### COMPLETE THE FOLLOWING:
**1)** In the exchange on life and karma, what phrase does the second writer say surfaces occasionally in their travels?
**2)** Carry the exchange on life and karma forward with a few more sentences that follow on from its final one.

[Opening EXERCISE TEXT section]

It's nice to contemplate thoughts as tangible "things"...of course the world has been totally remodeled by ideas, communication, and dream-work...all abstractions, more or less.

I'm starting to think that as water seeks its own level, so too with life: it just wants to live. Certain things or practices make life livelier: healthy food and surroundings, meditation, altruism, the love of companions.

To me, what enhances life, chi, prana, or whatever you like to call it, is good. And it lends itself to accumulation so that you can build up a storage of health, friends, wisdom. And if you are happy in these simple things, or happy making the world better for other people, sort of like Johnny Appleseed, you can enjoy your "karma" moment to moment until you die.

You are buoyed along that river of cause and effect by the quality of your spirit, I suppose.

p.s. If I'm so brilliant how come I formatted my post to you so badly at first?? I'm happy you found my reply within your quote.


Your response reminds me of this : http://en.wikipedia.org/wiki/Zen_and_the_Art_of_Motorcycle_Maintenance

There is a phrase which surfaces occasionally in my travels, "Life Lives". It always seems to brings with it the insight you have so eloquently described above. I feel as beings made-of-life, it is understandable that we would consider things with a life-promoting/preserving nature as "good" or "right". The principal that life left to its own devices, continues to grow "up" (or gets progressively life-y-er), is a common theme in alternative and holistic therapy. Dis-ease can be seen as emotional or energetic congestion of life's progressive flow, caused by poor diet and/or life decisions. Removal of that congestion allows the return of flow and the client steps back into the stream of progressive health.

[Closing EXERCISE TEXT section]
[Opening GIVEN RECORDS section]

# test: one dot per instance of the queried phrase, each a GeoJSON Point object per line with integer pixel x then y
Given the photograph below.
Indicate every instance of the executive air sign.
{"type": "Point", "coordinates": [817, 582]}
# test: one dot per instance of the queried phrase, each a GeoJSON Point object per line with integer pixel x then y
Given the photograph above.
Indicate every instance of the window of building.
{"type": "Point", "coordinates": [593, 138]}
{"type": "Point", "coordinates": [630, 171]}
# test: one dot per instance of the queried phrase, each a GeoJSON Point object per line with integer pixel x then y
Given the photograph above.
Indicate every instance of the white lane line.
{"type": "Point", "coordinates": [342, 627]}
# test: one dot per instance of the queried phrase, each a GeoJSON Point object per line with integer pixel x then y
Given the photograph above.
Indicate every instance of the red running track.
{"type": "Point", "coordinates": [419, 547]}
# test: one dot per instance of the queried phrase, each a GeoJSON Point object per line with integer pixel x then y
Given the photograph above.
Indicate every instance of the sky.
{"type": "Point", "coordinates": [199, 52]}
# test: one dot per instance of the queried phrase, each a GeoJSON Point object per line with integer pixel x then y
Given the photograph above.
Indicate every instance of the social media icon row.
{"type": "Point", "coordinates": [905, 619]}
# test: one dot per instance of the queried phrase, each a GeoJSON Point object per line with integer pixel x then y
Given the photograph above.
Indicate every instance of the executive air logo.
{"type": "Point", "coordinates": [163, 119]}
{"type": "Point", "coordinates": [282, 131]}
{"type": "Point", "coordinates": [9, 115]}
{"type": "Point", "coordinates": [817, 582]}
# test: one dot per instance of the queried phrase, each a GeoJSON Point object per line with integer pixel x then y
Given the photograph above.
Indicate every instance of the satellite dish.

[Closing GIVEN RECORDS section]

### ANSWERS BY ITEM NUMBER:
**1)** "Life Lives"

**2)**
In the case of reincarnation, our actions follow us even through death to shape the setting/theme of our next life. Learning to tone down the amount of karma one generates is stressed in some philosophies, as it is said to make exiting the river much less difficult. Good deeds can cause just as many karmic troubles as bad deeds. Feeding grain to starving people is a good deed, but the grain was grown on the back of a decimated rain forest and more mouths grow hungry every day. Which is the good choice: preserve the human race or the living habitat of countless plants and animals? Some would say instead of being buoyed along, one is violently tossed down the river of cause and effect by the unconsciousness of one's spirit.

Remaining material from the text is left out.